(抽出テキスト):
__________________________________________________

ホルモンバランスが崩れていると、少しの刺激にも過度に反応してしまう事があります。いつもより赤みがひどくなり、痒みが出ることもあります。
妊娠中は使える薬も少ないので、症状によっては自力で回復を待つことになる可能性もありますので気を付けなければいけません。
いつもなら何も感じない施術中のローションや機械の匂いも、妊娠中の体には刺激的に感じる場合があります。途中で気分を悪くしてしまい、中途半端な施術で終了する上に回数まで消化してしまうので全くいいことがありません。
背中や全身脱毛をする場合、どうしてもうつ伏せの状態での施術になります。妊娠中に無理な体勢になると体調不良の原因になります。
そもそもうつ伏せになれないという場合も出てきますので施術が満足にできません。
妊娠中の不安定な肌に施術をすると、いつもなら全く痛くない照射に痛みや不快感を感じる事があります。
ゴムではじかれたような痛みやチリチリとした刺激がいつもより倍増する人もいます。その痛みでつわりのような気持ち悪さを誘発してしまう場合もあります。

__________________________________________________

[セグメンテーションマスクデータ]
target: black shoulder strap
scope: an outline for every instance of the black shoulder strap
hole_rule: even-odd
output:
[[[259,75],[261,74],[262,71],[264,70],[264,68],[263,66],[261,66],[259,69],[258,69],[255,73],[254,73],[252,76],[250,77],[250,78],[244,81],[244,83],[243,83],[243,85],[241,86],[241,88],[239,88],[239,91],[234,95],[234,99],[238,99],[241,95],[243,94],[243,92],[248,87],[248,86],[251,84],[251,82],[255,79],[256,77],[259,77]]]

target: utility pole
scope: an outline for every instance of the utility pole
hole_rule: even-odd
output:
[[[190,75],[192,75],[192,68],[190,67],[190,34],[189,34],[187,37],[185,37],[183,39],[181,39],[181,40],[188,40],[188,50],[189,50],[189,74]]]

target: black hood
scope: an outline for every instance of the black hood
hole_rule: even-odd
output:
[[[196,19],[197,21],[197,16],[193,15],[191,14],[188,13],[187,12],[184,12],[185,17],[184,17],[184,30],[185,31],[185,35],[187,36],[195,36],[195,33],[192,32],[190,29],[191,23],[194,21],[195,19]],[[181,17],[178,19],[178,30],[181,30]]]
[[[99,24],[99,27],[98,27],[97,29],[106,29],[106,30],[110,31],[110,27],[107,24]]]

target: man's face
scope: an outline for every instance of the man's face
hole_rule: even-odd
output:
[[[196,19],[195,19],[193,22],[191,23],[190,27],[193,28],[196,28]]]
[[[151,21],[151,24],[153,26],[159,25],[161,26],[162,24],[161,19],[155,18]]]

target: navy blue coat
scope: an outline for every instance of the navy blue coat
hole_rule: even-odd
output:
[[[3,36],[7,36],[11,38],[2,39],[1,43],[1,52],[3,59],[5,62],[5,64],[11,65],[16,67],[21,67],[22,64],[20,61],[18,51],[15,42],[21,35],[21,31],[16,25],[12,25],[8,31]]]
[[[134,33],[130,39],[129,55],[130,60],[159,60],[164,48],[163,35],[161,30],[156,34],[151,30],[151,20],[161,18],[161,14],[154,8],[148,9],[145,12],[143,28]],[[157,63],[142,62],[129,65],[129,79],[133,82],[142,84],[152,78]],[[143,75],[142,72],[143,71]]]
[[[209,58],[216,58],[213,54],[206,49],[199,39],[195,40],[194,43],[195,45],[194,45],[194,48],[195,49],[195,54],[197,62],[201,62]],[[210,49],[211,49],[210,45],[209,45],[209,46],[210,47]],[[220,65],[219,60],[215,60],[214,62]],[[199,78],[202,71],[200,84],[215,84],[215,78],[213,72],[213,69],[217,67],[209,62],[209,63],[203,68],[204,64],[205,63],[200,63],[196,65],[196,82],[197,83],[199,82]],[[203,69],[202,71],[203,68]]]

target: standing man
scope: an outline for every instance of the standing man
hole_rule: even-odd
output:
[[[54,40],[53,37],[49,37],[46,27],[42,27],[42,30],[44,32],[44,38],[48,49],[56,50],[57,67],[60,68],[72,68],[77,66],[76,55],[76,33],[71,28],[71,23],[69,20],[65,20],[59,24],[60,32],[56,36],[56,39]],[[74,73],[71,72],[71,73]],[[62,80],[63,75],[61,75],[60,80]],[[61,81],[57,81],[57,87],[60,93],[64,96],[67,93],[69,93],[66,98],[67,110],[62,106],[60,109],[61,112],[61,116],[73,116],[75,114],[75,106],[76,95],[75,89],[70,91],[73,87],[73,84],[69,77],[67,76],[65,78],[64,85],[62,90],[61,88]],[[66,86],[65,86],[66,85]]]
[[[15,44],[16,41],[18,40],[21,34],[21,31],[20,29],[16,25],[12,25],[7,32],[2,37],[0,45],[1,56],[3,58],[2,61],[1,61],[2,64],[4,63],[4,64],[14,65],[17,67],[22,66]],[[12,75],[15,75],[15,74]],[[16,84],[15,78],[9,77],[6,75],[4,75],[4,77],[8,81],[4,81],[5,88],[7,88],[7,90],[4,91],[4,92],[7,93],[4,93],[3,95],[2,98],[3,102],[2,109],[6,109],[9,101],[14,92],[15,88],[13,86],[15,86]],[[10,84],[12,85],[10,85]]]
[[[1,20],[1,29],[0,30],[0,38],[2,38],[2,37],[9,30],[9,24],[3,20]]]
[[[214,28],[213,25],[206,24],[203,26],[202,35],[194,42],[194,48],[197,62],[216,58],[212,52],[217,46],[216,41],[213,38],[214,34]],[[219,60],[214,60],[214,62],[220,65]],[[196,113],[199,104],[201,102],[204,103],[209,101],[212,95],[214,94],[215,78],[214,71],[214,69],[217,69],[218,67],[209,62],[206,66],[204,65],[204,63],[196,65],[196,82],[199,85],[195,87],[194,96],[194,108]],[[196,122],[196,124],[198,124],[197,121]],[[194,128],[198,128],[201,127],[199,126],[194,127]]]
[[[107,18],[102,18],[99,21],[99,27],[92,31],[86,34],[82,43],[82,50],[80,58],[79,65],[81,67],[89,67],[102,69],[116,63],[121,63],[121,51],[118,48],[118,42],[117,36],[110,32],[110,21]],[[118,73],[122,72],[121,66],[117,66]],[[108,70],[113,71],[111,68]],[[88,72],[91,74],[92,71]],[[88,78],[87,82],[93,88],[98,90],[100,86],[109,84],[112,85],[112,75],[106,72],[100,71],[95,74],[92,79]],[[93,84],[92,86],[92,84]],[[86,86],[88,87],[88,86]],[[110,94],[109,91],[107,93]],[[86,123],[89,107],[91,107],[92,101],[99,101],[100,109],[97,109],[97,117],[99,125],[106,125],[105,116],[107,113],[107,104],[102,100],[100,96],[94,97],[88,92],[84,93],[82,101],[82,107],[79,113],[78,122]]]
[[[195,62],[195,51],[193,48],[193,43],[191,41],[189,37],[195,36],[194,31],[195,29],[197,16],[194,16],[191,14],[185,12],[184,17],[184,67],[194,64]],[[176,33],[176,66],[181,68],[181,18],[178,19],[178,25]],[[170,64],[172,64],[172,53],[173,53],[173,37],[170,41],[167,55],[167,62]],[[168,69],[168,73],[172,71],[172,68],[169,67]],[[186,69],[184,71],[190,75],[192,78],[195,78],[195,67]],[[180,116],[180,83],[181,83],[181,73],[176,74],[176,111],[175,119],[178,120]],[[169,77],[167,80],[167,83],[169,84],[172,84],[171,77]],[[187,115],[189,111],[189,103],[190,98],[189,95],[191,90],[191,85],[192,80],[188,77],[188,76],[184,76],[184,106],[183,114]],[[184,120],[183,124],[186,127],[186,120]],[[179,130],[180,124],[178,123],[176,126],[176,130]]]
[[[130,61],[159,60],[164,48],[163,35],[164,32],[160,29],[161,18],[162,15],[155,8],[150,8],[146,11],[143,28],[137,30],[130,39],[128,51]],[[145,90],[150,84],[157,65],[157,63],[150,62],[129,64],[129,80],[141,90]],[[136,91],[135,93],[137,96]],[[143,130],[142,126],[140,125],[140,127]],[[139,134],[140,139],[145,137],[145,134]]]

__________________________________________________

(情報の活用):
(A) 妊娠中の脱毛に関する文章によると、背中や全身脱毛の施術はどのような体勢で行われるか答えよ。
(B) 妊娠中の脱毛に関する文章から、「いつもなら何も感じない施術中」で始まり「不快感を感じる事があります。」で終わる部分をそのまま抜き出せ。

(解答例):
(A) うつ伏せの状態で行われる。

(B)
いつもなら何も感じない施術中のローションや機械の匂いも、妊娠中の体には刺激的に感じる場合があります。途中で気分を悪くしてしまい、中途半端な施術で終了する上に回数まで消化してしまうので全くいいことがありません。
背中や全身脱毛をする場合、どうしてもうつ伏せの状態での施術になります。妊娠中に無理な体勢になると体調不良の原因になります。
そもそもうつ伏せになれないという場合も出てきますので施術が満足にできません。
妊娠中の不安定な肌に施術をすると、いつもなら全く痛くない照射に痛みや不快感を感じる事があります。